Skip every image and restate the data word for word.

[DATA UNDER STUDY]:
- Opening Delimiter -
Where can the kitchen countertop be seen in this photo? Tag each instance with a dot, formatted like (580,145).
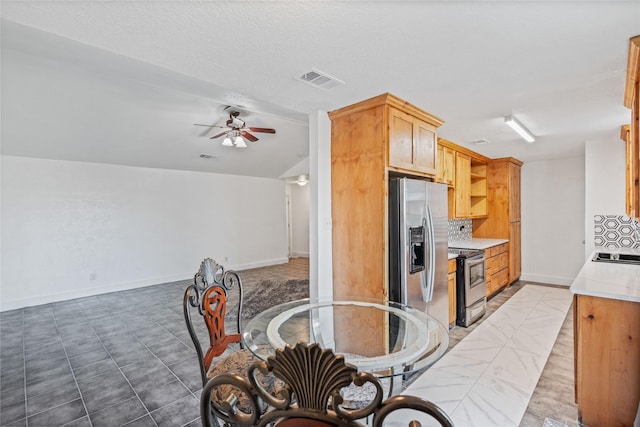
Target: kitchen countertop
(476,243)
(609,280)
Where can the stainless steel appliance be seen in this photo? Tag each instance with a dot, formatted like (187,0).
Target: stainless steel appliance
(471,285)
(418,250)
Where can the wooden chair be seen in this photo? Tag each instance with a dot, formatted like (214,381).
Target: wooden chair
(208,295)
(313,378)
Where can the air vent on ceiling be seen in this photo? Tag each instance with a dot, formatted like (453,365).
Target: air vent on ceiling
(319,79)
(480,141)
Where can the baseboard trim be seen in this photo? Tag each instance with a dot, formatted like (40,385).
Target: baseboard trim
(88,292)
(552,280)
(299,254)
(115,287)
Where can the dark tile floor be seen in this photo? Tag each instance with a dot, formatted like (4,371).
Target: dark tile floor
(123,358)
(126,358)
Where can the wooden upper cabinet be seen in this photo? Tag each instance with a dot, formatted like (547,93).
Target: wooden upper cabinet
(463,186)
(632,101)
(503,221)
(400,139)
(370,140)
(514,195)
(412,143)
(446,165)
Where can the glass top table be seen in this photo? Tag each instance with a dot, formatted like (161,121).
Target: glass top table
(381,337)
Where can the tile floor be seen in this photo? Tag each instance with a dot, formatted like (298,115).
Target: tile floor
(489,378)
(123,358)
(126,358)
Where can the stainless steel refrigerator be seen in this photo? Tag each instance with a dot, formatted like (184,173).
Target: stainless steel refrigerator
(418,249)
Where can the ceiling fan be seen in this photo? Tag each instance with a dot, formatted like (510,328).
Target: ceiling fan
(237,130)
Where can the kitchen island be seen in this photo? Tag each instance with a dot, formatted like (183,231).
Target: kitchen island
(607,341)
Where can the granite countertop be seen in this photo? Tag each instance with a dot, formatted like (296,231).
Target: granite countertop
(476,243)
(609,280)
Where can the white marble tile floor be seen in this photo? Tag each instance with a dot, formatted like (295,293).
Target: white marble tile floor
(489,377)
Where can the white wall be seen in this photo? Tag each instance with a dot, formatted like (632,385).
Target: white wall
(320,239)
(64,221)
(605,184)
(553,195)
(299,217)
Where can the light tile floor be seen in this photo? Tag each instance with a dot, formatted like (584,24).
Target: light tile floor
(489,378)
(126,358)
(122,358)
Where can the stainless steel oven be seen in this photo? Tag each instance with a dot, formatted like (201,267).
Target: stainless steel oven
(471,285)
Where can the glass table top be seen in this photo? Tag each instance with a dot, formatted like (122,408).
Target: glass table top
(381,337)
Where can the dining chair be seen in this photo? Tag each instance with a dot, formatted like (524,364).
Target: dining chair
(313,378)
(209,295)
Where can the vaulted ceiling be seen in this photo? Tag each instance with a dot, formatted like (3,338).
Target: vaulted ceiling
(124,82)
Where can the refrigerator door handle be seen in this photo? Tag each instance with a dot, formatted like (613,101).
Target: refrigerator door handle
(431,253)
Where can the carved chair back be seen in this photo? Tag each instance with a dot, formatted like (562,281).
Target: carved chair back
(209,295)
(313,378)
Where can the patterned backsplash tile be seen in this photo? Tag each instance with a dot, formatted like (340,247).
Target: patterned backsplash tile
(615,231)
(460,229)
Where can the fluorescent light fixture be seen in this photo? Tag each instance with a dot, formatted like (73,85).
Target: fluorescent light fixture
(521,130)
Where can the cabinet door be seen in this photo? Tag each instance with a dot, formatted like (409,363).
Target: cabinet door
(440,172)
(452,297)
(424,147)
(607,347)
(400,139)
(514,251)
(514,192)
(463,185)
(449,166)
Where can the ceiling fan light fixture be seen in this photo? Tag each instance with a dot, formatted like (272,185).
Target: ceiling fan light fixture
- Closing Delimiter -
[PROBLEM SOLUTION]:
Where can the kitchen countertop be seen in this photo? Tag each instance with a dot, formatted like (580,145).
Target: kitchen countertop
(476,243)
(609,280)
Where can the stainless steel appliance be seen in this photo? Tag each instance with a dot, formatted like (187,0).
Target: stainless steel appliance
(471,285)
(418,250)
Where can the wooden chair be seen in this photo? Tag each instance with a dot, formatted like (214,381).
Target: wooden chair
(208,295)
(313,378)
Where can the air vent on ceiling be seen in this photo? Tag each instance with a dot, formatted like (453,365).
Target: air vent on ceiling
(319,79)
(480,141)
Where can the baseboard trim be seen in this photo? Tag each instance with a dot, formatted like (40,385).
Target: baseboard trim
(88,292)
(552,280)
(299,254)
(115,287)
Where can the dark tile floor be seen in this photo? Tag each instance with a dot, formatted like (4,371).
Target: dark tile floor
(123,358)
(126,358)
Where can the wooden upper cabinet be seen in this photo? Tag each instance with a dot, formatted like (547,93).
Target: wooden upper cabinet
(463,186)
(632,101)
(503,221)
(400,139)
(370,140)
(514,195)
(412,143)
(446,165)
Where can the glass top table be seen in this photo? Tag each instance with a dot, formatted like (161,121).
Target: glass top table
(381,337)
Where can the tile floor be seen in this photo? Tag each instance with a dot, formatted like (298,115).
Target: tile floor
(489,378)
(123,358)
(126,358)
Where can the stainless steel refrigerator be seen in this photo? Tag each instance with a dot, formatted like (184,173).
Target: stainless steel refrigerator
(418,249)
Where can the ceiling fan be seen in this photo? Tag each instance with a dot, formatted like (510,328).
Target: ceiling fan
(237,130)
Where can the kitchen island be seen in this photo? Tag each instance with a dot, formatted like (183,231).
Target: kitchen island
(607,341)
Where can the granite countertop be seen in this photo? Tag each instance with a dot, formatted like (296,231).
Target: granite countertop
(476,243)
(609,280)
Where can the white marble tile floor be seen in this photo? Tag each instance with a dot, formatted like (295,293).
Target: white marble tile floor
(489,377)
Where can the white wall be seen in this photo? Tag each instance with a dot, formatted like (632,385).
Target: white wall
(320,239)
(64,221)
(605,184)
(553,195)
(299,217)
Where can the light tile floor be seen in this photo? Tag each instance with a dot, formatted like (584,24).
Target: light tile floor
(489,378)
(126,358)
(122,358)
Where can the stainless steel oven be seen in this photo? Tag each instance with a dot, formatted like (201,267).
Target: stainless steel oven
(471,285)
Where can the glass table top be seen in this photo? Tag each instance with a dot, formatted like (122,408).
Target: glass table top
(381,337)
Where can the dining chair be seen in this photo? Tag each instance with a dot, formatted like (524,364).
Target: dining chair
(313,378)
(209,295)
Where can the vaulted ceiling be seen in this photo? Tag each instance with a dot, formatted like (3,338).
Target: vaulted ceiling
(124,82)
Where can the refrigerator door handle be seen in this photo? Tag each instance with a dot, formatted like (613,101).
Target: refrigerator door handle
(431,253)
Where can the carved chair back be seen in this photo? Tag each instance with a dot, formatted like (562,281).
Target: carved chair back
(209,295)
(313,378)
Where can the patterned backsplash tile be seen in this photo? Tag each instance with a dot, formatted like (340,247).
Target: patterned backsplash tile
(615,231)
(460,229)
Where can the fluorescent light fixture be seen in this photo? Tag each instance with a dot, formatted like (73,85).
Target: fluorescent light fixture
(521,130)
Where can the cabinet door be seen in this photo? Tag each instance with a dot, formatted like (409,363).
Target: cabinet door
(440,172)
(452,297)
(424,147)
(607,347)
(400,139)
(514,251)
(514,192)
(463,185)
(449,166)
Where can the ceiling fan light fixture be seen in this photo? Tag each instance with a dot, formatted like (272,185).
Target: ceiling fan light fixture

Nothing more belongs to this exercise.